Among the entries below, please show each line that carries the word "stem".

Records shown ->
+ + + + +

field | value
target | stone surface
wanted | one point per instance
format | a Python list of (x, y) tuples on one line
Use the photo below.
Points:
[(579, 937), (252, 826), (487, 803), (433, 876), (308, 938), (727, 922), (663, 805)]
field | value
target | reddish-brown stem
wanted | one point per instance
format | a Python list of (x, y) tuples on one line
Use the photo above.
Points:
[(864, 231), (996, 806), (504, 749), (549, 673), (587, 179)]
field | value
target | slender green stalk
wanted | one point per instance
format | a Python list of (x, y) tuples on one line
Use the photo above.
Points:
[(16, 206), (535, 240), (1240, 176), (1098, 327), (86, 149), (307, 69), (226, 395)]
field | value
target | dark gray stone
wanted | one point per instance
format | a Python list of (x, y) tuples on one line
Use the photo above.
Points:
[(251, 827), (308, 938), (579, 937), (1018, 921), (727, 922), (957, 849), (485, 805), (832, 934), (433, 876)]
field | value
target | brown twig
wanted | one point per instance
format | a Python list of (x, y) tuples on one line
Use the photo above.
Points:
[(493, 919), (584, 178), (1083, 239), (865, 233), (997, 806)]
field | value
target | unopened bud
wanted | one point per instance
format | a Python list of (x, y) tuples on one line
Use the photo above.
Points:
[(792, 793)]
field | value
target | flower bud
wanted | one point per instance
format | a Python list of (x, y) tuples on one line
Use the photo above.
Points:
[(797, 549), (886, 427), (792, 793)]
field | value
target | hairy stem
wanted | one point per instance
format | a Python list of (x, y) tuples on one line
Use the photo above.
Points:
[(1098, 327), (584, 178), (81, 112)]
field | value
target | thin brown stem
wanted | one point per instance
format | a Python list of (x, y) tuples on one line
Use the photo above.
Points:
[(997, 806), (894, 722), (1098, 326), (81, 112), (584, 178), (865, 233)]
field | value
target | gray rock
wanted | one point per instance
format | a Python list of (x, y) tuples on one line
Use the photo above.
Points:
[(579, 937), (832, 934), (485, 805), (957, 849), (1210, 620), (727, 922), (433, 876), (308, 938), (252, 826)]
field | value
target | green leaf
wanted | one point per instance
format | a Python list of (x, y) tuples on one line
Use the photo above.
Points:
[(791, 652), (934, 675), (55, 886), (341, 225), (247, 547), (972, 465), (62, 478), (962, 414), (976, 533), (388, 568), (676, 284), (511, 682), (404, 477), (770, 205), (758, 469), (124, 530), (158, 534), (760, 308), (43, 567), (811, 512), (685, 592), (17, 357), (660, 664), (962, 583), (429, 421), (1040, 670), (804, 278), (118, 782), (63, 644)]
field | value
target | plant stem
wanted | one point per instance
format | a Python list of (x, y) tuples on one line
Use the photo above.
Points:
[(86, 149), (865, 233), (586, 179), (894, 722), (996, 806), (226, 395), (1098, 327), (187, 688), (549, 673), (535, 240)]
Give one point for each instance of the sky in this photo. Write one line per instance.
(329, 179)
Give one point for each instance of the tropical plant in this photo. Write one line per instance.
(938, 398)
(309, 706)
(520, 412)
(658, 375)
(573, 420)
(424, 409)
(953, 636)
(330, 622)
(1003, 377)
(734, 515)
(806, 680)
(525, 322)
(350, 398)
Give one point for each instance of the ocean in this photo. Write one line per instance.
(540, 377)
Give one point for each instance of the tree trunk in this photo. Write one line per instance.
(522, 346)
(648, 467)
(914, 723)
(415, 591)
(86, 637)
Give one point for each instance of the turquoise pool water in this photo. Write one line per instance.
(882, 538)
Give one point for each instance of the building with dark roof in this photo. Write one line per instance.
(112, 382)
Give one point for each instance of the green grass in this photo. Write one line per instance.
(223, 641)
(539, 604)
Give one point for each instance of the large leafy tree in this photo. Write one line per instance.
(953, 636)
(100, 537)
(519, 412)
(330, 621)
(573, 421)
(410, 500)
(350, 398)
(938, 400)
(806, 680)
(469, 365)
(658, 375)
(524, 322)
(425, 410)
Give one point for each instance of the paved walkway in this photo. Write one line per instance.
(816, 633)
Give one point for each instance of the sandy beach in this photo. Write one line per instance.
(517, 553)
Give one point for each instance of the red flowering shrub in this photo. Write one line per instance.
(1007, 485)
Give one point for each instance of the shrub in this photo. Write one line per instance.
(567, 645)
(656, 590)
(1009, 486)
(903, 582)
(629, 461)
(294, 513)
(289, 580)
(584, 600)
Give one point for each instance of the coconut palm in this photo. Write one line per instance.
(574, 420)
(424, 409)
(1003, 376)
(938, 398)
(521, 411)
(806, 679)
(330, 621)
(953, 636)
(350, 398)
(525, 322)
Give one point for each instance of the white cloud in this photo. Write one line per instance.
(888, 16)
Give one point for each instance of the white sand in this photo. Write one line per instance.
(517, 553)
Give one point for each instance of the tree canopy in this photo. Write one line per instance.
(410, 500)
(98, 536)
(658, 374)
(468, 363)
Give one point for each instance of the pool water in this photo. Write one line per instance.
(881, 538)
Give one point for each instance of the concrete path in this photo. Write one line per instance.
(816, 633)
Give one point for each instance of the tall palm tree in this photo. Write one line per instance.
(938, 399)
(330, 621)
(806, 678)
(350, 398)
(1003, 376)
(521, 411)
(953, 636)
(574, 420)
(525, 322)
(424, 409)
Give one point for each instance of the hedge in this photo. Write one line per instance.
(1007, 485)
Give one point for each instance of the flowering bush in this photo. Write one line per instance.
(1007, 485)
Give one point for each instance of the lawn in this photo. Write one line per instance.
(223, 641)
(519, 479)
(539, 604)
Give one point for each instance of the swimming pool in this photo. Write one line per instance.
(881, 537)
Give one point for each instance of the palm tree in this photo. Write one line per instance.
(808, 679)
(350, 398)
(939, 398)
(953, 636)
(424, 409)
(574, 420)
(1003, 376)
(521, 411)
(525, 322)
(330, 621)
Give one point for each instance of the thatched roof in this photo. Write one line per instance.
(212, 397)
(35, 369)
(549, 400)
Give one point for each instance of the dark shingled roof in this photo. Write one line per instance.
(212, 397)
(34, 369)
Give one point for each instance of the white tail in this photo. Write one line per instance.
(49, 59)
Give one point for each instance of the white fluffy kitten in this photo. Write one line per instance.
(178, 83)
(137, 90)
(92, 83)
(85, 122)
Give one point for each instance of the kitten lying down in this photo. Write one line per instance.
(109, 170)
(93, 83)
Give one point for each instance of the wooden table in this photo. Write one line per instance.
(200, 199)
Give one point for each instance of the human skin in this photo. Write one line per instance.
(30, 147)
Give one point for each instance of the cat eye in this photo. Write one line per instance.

+ + + + +

Task output ->
target | reddish-brown stem
target | hairy stem
target | thin brown stem
target | plant stem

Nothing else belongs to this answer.